■ Tâches à réaliser ■
1. Dans l'article sur la microélectronique en Paca, relevez chaque sigle dont la forme développée est donnée, accompagné de cette forme.
2. Reprenez la rédaction de l'article sur la microélectronique en Paca à la suite de sa dernière phrase.

■ Texte fourni ■
Paca : un partenariat public-privé pour la microélectronique attend son pôle

Industriels et pouvoirs publics se mobilisent en Paca derrière le projet de Centre intégré de microélectronique. Objectif : créer un centre de R&D mutualisé liant recherche et industrie et décrocher un label Pôle de compétitivité dans le cadre du projet "solutions communicantes sécurisées".

"Si l'on veut pérenniser le tissu régional et éviter les délocalisations, il faut intégrer la recherche et l'industrie comme cela se pratique aux Etats-Unis depuis longtemps et en Asie depuis peu", explique Laurent Roux, président du Cremsi (Centre régional d'étude de microélectronique sur le silicium). Le Centre intégré de microélectronique (CIM) est né de la volonté des acteurs locaux. En effet, bien que première région microélectronique du pays, avec 35% de la production nationale de semi-conducteurs et la présence sur son sol d'un quart des sites français de fabrication (voir ci-contre), Paca reste le géant aux pieds d'argile. Dans une étude réalisée en 2003 pour la Mission de développement économique régionale (MDER), l'universitaire Sylvie Daviet pointait ainsi "la fragilité du tissu industriel des PME des Bouches-du-Rhône" et "la disjonction entre les pôles industriels, localisés dans le pays d'Aix, et les laboratoires concentrés sur Marseille". Plus grave, la chercheuse relevait que "malgré les efforts entrepris depuis dix ans, Paca n'était toujours pas identifiée parmi les grands pôles scientifiques français en microélectronique", seuls cinq sites et quatre régions étant recensés par Paris comme "grandes centrales technologiques en micro et nanosciences". Un retard que Sylvie Daviet imputait au déséquilibre entre le nombre d'emplois industriels et scientifiques, Paca ayant un nombre de chercheurs nettement moins élevé que le pôle Grenoblois, leader en matière de R&D.

■ Données extraites ■
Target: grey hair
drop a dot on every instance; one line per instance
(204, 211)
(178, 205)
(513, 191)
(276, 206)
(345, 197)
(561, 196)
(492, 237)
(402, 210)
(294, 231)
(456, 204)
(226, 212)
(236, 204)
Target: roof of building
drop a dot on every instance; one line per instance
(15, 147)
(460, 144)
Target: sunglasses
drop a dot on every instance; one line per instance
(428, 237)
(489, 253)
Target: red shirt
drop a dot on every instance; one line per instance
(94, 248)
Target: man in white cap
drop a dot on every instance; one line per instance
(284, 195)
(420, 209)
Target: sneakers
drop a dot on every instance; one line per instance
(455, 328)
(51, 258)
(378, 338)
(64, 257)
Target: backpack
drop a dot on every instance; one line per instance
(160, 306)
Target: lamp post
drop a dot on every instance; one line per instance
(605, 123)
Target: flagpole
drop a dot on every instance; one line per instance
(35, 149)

==

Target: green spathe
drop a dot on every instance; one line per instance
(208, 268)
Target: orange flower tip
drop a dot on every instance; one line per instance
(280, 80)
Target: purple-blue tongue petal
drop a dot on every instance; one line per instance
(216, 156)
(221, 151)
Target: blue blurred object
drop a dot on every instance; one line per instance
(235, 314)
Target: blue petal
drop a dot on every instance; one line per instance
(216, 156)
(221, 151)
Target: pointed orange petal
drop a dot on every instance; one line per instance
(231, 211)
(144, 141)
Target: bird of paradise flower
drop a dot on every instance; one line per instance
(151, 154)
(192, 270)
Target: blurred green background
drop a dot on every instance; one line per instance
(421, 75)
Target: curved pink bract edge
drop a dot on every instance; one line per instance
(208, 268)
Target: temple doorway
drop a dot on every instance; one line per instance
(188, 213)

* * *

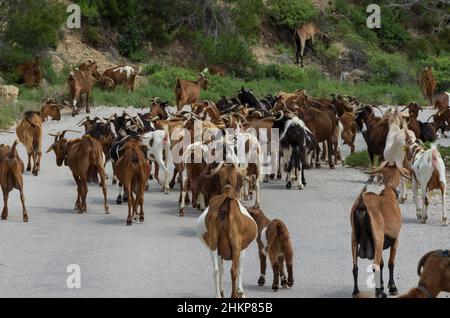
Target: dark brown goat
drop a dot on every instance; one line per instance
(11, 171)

■ Réponses par tâche ■
1.
- Cremsi : Centre régional d'étude de microélectronique sur le silicium
- CIM : Centre intégré de microélectronique
- MDER : Mission de développement économique régionale

2.
Un PPP élargi à l'Europe et aux collectivités territoriales

Pour combler ce retard, les acteurs ont donc décidé de faire leur révolution culturelle en amorçant un regroupement des énergies. Passant outre leurs rivalités régionales, les deux associations d'entreprises de Rousset et Sophia - le Cremsi et le groupe Same (Sophia Antipolis Micro Electronics Forum) - sont allées défendre auprès des pouvoirs publics un projet de centre de recherche mutualisé sur les zones d'Aix-Marseille et Nice-Sophia. Lors du Ciadt de décembre 2003, le gouvernement a entériné le projet en annonçant la création d'un Centre intégré de microélectronique en Paca. "A la base, le concept du CIM est assez classique puisqu'il s'agit d'ancrer l'activité industrielle sur l'innovation", indique Marc Tassel, directeur de la MDER. "En jetant des passerelles entre les laboratoires publics et les entreprises, mais aussi entre les entreprises elles-mêmes, on souhaite créer un véritable maillage régional de la matière grise. Un maillage si dense qu'in fine, tout le monde serait dépendant de tout le monde", poursuit Laurent Roux.
Pour donner corps à ce projet de partenariat public-privé, l'Etat, l'Europe, les collectivités et les industriels investiront quelque 103 millions d'euros en trois ans pour le CIM. Cette somme servira à financer la mise en place de trois plates-formes technologiques dotées d'équipements spécifiques.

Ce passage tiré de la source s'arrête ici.